*Polecenie:*
Proszę przedstawić w formie krótkiej listy akapit tekstu zaczynający się od słów „Polskie uczelnie z roku na rok”, zachowując jego główne fakty.

*Tekst:*
Artykuł
wywiad
Nie wiadomo, ilu obcokrajowców wyłudziło wizę studencką
Andrzej Szeptycki: Cudzoziemiec może w ogóle nie przychodzić na studia i dopiero w lutym lub marcu z tych studiów zostanie skreślony. Przez pół roku nie mamy nad tym żadnej kontroli. Przedstawiciele innych krajów mogą mówić, że wysyłamy im masowo nielegalnych imigrantów
Polskie uczelnie z roku na rok zyskują coraz większą popularność za granicą. Współczynnik umiędzynarodowienia studiów wyższych w naszym kraju w poprzednim roku akademickim wynosił 8,4 proc. Studiuje u nas ponad 102 tys. cudzoziemców. Ilu z tych obcokrajowców przyjeżdża do nas rzeczywiście na studia, a ile osób zapisuje się na uczelnię, żeby uzyskać wizę?

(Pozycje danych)
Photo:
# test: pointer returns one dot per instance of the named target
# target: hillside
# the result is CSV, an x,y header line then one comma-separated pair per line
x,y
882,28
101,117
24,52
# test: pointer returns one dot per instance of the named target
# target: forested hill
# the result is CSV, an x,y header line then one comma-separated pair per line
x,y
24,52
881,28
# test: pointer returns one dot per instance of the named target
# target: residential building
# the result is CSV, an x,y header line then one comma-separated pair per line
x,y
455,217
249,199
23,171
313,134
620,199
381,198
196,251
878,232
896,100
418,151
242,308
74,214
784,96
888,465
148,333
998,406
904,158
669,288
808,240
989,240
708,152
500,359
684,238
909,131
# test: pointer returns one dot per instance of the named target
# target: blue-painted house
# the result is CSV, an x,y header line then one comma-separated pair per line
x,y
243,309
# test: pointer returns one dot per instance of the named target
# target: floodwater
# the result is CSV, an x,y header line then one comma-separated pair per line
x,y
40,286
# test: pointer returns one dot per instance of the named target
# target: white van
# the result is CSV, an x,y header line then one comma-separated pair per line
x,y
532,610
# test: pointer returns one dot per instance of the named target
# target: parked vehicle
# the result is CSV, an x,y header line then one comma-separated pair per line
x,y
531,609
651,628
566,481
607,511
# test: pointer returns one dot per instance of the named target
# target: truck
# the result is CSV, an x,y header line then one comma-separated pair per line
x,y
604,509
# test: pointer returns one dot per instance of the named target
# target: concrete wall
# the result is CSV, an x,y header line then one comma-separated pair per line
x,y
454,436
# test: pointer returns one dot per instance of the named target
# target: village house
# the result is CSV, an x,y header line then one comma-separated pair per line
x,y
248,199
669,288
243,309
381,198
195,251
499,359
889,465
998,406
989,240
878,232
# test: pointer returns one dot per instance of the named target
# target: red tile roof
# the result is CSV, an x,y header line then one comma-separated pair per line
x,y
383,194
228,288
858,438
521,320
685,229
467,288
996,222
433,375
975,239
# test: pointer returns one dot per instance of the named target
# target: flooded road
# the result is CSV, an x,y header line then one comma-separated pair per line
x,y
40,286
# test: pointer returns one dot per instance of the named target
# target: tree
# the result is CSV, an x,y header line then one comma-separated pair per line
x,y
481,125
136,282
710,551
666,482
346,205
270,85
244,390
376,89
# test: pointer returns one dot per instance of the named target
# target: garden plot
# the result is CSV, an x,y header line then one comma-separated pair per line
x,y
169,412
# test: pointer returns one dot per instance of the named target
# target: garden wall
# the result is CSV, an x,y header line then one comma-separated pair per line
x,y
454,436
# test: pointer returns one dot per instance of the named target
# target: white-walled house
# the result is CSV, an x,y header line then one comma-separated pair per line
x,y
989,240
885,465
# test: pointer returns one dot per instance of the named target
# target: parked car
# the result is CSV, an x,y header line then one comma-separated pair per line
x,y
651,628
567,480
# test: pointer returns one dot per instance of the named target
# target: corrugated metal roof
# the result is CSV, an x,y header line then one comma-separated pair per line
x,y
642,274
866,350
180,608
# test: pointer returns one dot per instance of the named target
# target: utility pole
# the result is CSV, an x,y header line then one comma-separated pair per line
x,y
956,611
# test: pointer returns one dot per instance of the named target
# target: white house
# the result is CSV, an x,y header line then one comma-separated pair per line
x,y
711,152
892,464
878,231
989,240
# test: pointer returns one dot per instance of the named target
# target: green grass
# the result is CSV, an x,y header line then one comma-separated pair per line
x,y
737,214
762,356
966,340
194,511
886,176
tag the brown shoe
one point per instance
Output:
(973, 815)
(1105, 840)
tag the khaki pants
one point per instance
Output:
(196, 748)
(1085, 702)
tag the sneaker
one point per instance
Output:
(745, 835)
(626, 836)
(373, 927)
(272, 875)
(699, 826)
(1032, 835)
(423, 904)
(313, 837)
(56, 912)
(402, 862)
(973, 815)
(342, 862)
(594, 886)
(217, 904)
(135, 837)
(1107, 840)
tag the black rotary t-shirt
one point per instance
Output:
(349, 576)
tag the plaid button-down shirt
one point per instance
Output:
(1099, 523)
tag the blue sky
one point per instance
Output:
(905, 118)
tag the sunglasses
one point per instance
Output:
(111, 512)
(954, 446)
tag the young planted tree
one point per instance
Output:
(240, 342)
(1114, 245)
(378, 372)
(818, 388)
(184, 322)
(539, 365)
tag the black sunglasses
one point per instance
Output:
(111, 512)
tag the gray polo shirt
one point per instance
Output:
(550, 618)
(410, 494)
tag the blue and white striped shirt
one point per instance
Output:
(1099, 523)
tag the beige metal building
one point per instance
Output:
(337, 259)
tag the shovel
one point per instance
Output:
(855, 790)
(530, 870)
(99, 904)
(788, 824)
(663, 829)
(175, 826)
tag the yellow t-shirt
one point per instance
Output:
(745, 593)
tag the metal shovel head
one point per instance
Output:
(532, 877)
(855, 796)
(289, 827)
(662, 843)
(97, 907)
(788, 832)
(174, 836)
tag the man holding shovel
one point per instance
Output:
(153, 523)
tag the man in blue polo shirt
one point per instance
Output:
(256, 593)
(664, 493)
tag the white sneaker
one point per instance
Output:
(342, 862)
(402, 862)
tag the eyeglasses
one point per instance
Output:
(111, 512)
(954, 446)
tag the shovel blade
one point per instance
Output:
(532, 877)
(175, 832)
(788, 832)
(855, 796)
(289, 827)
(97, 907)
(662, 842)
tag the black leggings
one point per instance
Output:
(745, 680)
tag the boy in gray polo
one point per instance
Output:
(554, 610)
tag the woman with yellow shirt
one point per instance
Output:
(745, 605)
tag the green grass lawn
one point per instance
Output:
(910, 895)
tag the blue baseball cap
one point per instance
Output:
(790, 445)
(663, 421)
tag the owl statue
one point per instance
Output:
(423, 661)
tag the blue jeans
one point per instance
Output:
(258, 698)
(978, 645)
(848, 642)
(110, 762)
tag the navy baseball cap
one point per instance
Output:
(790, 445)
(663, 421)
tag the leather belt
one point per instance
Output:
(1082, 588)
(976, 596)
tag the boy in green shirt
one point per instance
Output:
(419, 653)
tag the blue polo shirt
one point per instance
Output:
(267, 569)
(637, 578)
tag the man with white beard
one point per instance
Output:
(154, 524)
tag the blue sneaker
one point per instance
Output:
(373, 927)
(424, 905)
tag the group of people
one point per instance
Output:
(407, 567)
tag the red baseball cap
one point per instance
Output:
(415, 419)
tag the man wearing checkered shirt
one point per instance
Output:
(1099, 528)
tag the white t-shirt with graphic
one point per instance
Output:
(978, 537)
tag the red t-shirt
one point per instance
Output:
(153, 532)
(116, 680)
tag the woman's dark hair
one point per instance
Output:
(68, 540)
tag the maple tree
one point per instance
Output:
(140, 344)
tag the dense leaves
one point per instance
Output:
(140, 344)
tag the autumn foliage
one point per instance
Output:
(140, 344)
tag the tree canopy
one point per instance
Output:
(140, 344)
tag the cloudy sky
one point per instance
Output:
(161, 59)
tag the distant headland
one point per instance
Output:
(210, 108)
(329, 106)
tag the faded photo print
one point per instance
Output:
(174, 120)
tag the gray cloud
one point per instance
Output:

*Poprawna odpowiedź:*
- Polskie uczelnie z roku na rok zyskują coraz większą popularność za granicą.
- W poprzednim roku akademickim współczynnik umiędzynarodowienia studiów wyższych w Polsce wynosił 8,4 proc.
- W Polsce studiuje ponad 102 tys. cudzoziemców.
- Pada pytanie, ilu z nich przyjeżdża rzeczywiście na studia, a ilu zapisuje się na uczelnię, żeby uzyskać wizę.